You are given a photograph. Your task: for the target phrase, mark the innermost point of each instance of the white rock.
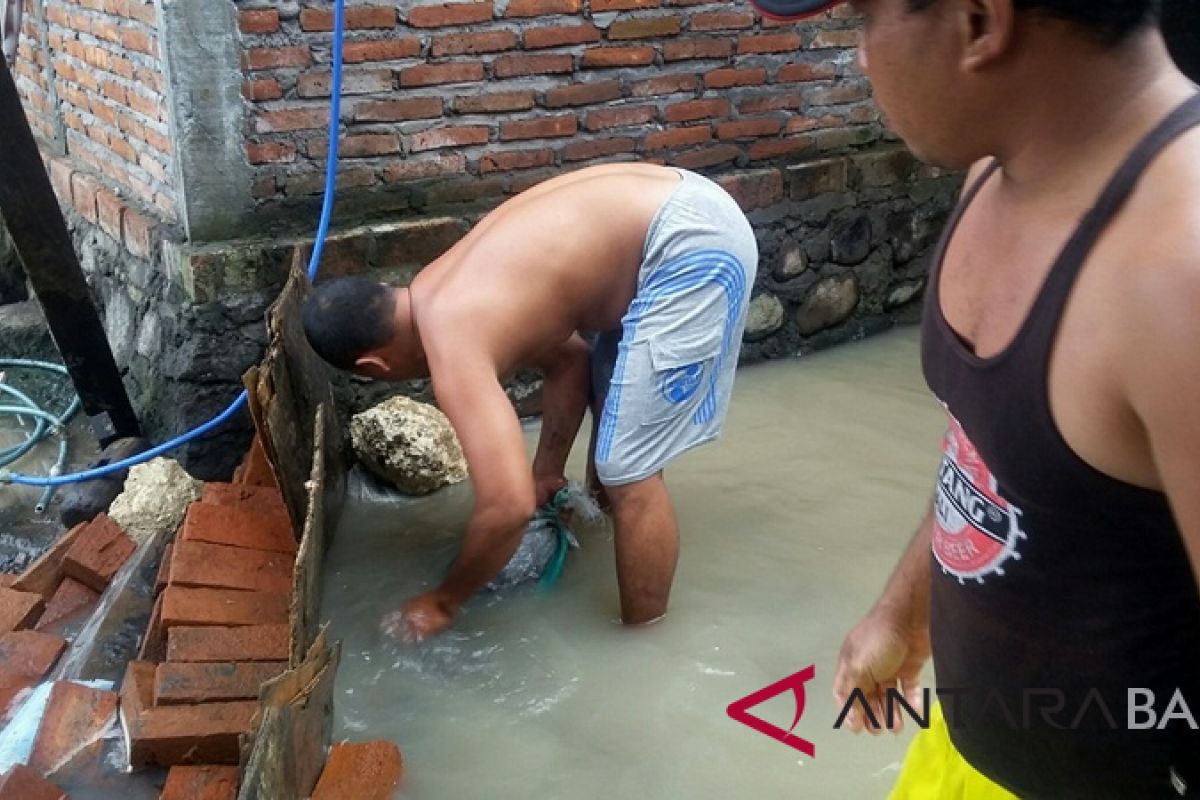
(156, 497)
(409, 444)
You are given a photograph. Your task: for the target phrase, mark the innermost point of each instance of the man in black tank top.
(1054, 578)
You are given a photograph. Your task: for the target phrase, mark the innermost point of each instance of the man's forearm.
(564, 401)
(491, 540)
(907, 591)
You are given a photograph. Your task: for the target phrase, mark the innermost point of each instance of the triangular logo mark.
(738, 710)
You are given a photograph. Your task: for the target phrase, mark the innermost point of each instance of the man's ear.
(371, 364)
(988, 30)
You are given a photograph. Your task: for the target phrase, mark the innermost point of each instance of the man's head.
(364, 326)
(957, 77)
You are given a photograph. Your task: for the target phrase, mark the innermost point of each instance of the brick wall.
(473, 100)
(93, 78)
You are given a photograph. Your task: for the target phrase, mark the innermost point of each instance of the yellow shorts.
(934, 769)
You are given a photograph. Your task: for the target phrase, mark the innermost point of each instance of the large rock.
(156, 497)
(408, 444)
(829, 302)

=-=-=

(WRITTEN INSTRUCTION) Change "innermost point" to "central point" everywhere in the lines above, leaving everything else as it is. Write out all the lines but leave the pictures out.

(PROBLEM SOLUTION)
You are given a photograph. Your task: for the target phrase, mark the central point of each instance of the white rock.
(156, 497)
(409, 444)
You are given a photograph. Your task: for the target phrase, mark the central point of each instance of the man in black tank top.
(1054, 578)
You are given a photograph. Your task: for the target phrase, mark the central point of each instance of the man's forearm.
(564, 401)
(491, 540)
(907, 591)
You are given a photograph. Your task: for the target phrase, mark the central point of each instance of the triangular logo mark.
(738, 710)
You are given a photograph. Your task: for the target phrase, mark the central point of each instance of the man's ear.
(371, 364)
(988, 30)
You are given a photograph. Your task: for the target phrase, mark the central point of each instance of the man's head.
(364, 326)
(957, 77)
You are given a photograph. Your task: for the target phrase, mark the central point of each instance of the brick wall.
(473, 100)
(93, 78)
You are given a photograph. Your task: for the target phrase, mark the central point of each instance of the yellow shorts.
(934, 769)
You are given a photograph. Your task: for the target phrase, mark the central point of each instance of the large rock.
(156, 497)
(408, 444)
(829, 302)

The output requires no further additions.